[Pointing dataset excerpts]
◇ ◇ ◇ ◇

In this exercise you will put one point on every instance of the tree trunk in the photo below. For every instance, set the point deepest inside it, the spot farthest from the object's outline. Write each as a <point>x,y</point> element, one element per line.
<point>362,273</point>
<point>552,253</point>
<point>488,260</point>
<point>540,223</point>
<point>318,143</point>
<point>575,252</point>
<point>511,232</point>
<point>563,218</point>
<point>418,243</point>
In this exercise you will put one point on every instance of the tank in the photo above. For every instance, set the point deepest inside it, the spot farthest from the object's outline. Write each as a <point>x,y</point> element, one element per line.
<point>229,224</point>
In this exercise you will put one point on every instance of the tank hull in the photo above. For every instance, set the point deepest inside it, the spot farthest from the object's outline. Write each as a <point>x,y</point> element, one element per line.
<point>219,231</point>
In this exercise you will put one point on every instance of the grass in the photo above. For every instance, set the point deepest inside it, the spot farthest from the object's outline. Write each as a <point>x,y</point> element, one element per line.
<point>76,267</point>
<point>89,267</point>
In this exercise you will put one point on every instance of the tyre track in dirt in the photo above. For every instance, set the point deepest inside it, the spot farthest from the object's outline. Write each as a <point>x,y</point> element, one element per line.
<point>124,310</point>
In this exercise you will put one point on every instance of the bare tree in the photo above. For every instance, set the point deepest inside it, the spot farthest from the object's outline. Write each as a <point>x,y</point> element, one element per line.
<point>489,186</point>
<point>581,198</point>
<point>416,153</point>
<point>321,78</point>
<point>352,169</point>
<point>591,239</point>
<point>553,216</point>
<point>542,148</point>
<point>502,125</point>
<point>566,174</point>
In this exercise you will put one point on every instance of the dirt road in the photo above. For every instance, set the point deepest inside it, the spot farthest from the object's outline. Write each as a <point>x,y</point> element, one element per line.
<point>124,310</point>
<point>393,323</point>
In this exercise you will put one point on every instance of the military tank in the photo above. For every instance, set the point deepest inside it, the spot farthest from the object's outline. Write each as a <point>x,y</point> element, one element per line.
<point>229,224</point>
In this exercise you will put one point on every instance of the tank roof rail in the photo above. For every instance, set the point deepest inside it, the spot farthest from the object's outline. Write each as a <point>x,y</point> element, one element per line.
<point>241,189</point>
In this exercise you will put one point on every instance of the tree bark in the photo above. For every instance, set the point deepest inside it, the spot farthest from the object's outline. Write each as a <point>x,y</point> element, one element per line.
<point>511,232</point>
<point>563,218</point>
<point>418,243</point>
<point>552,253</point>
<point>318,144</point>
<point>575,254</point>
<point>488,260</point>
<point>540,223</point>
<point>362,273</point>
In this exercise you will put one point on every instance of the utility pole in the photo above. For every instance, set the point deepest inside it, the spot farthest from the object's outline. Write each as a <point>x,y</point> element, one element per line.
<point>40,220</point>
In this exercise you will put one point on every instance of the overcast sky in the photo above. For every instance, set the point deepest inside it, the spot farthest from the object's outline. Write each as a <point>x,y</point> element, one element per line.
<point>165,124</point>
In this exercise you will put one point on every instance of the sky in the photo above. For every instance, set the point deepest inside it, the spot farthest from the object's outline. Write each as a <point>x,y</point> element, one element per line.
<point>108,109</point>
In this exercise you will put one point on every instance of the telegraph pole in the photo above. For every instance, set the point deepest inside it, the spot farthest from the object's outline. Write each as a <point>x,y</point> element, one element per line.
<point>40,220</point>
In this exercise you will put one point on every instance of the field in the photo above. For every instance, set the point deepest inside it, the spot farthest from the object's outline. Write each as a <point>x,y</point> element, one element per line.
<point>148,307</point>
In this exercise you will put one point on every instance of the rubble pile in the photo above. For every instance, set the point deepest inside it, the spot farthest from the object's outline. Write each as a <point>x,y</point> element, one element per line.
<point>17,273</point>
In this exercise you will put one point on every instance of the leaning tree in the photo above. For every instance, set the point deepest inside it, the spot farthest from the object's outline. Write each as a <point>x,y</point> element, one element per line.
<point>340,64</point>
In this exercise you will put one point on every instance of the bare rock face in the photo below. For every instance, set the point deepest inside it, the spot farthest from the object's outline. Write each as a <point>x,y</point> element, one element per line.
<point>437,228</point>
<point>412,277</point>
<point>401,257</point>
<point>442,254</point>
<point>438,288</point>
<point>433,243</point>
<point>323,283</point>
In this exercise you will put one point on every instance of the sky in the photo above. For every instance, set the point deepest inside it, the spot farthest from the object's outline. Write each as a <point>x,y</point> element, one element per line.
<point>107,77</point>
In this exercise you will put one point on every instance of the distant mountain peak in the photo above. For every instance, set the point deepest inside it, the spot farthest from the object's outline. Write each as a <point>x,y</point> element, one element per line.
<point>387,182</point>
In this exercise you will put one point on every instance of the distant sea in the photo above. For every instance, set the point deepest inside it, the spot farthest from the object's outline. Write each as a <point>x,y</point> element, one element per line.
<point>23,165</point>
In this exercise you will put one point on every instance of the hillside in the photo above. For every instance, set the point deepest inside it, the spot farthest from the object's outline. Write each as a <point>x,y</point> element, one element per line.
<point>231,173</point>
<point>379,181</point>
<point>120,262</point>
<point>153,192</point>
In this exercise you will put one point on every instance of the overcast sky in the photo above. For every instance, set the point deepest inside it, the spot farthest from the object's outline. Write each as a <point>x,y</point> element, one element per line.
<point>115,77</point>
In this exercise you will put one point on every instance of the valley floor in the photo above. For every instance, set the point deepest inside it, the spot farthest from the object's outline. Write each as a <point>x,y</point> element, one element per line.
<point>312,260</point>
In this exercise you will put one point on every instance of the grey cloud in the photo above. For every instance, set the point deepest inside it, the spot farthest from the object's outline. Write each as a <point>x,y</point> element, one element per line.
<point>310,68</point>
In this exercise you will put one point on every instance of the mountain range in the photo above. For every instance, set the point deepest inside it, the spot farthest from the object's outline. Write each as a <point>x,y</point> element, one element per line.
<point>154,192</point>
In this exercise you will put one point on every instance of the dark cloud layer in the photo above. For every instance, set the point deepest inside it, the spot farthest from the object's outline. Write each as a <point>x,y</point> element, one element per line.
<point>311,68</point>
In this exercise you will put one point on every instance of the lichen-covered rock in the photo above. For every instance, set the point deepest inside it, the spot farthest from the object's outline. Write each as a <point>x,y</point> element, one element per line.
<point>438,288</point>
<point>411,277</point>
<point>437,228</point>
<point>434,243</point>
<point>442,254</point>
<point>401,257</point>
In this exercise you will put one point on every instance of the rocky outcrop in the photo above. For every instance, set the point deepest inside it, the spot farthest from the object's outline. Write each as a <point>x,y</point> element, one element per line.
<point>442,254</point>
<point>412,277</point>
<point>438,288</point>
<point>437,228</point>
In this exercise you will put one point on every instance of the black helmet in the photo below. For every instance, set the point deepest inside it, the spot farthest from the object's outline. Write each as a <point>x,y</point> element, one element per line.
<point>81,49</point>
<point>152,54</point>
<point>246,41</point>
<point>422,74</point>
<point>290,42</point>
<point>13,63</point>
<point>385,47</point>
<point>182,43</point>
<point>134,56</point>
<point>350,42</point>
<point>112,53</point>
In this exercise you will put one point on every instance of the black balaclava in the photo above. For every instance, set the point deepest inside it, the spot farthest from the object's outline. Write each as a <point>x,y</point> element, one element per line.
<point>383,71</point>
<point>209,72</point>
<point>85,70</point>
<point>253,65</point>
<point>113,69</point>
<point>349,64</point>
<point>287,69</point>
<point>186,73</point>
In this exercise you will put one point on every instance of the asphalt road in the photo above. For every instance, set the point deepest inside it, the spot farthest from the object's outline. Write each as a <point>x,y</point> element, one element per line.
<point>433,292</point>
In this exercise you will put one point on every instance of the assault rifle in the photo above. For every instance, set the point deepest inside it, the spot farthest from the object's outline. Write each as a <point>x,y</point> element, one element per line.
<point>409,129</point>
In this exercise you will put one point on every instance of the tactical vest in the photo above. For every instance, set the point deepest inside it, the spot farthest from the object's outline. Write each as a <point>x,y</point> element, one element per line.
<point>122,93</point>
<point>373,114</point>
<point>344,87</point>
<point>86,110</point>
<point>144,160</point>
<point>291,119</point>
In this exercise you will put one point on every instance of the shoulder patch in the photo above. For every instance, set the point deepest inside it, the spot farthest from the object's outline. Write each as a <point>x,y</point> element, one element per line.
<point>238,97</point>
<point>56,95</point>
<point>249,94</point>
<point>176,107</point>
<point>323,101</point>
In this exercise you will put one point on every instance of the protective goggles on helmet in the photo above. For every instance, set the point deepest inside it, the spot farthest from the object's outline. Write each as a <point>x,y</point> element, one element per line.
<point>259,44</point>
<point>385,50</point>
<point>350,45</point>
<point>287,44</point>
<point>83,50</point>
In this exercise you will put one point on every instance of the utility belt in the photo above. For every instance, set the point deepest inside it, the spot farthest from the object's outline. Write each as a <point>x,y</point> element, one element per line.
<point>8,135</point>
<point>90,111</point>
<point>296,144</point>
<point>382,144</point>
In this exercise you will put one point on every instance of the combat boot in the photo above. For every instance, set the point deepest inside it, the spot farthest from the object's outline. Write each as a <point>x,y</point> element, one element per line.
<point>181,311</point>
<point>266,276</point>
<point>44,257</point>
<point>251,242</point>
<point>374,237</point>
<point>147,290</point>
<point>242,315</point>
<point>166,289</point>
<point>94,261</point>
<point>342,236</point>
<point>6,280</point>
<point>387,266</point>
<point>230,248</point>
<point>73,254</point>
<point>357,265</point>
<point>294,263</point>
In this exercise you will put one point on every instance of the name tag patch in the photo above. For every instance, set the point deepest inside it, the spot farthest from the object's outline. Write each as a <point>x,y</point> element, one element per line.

◇ ◇ ◇ ◇

▶ _Exercise description_:
Please rescale the answer coordinates in the material from the line with "the tank hull" up to and including the line with "<point>241,189</point>" by multiplying each one by 2.15 and rounding to a whole number, with halves rounded up. Write out every line in that stretch and leave everything else unchanged.

▶ _Task solution_:
In this exercise you will put one point on every instance of the tank hull in the photo above. For every instance, set the point deepest inside it, the spot farthest from the object's outline. Write each as a <point>x,y</point> element, one element per line.
<point>471,497</point>
In this exercise you will put one point on every instance of the grass in the photo above. For every instance, set the point deepest inside it, the spot farthest from the object's outline. Write each as a <point>x,y</point> element, one element per line.
<point>163,574</point>
<point>191,574</point>
In this exercise you will put one point on every instance of the tyre track in dirt in the photo above. For every instance, set the point deepest inside it, the spot farthest from the object's outline. Write each as a <point>x,y</point> element, one element per line.
<point>267,667</point>
In this exercise you will put one point on every instance of the bare tree in the photo above. For every instance, set the point deepest inside it, the spot farthest from the object's outline. Write each as a <point>x,y</point> element, one element per line.
<point>1051,400</point>
<point>1249,426</point>
<point>894,329</point>
<point>690,168</point>
<point>757,363</point>
<point>1271,514</point>
<point>1189,464</point>
<point>1165,318</point>
<point>1079,269</point>
<point>1217,374</point>
In this exercise you will put one point on every instance of the dirt road in the photo above. For every instance, set the point deepest inside it, the spot farthest from the object's outline. Write each as a <point>x,y</point> element, one element per line.
<point>267,667</point>
<point>845,694</point>
In this exercise you will put one point on every instance of the military tank in the photo above. For every instance, set the point deepest inside it, the spot farthest from the object's outline. Write each as a <point>x,y</point> element, one element per line.
<point>492,482</point>
In this exercise you will put one point on every instance of the tank roof rail in the photo above. For every instance, set the point deepest inside it, the spot farthest from the object's outline. Write each as a <point>x,y</point> element, one element per line.
<point>518,406</point>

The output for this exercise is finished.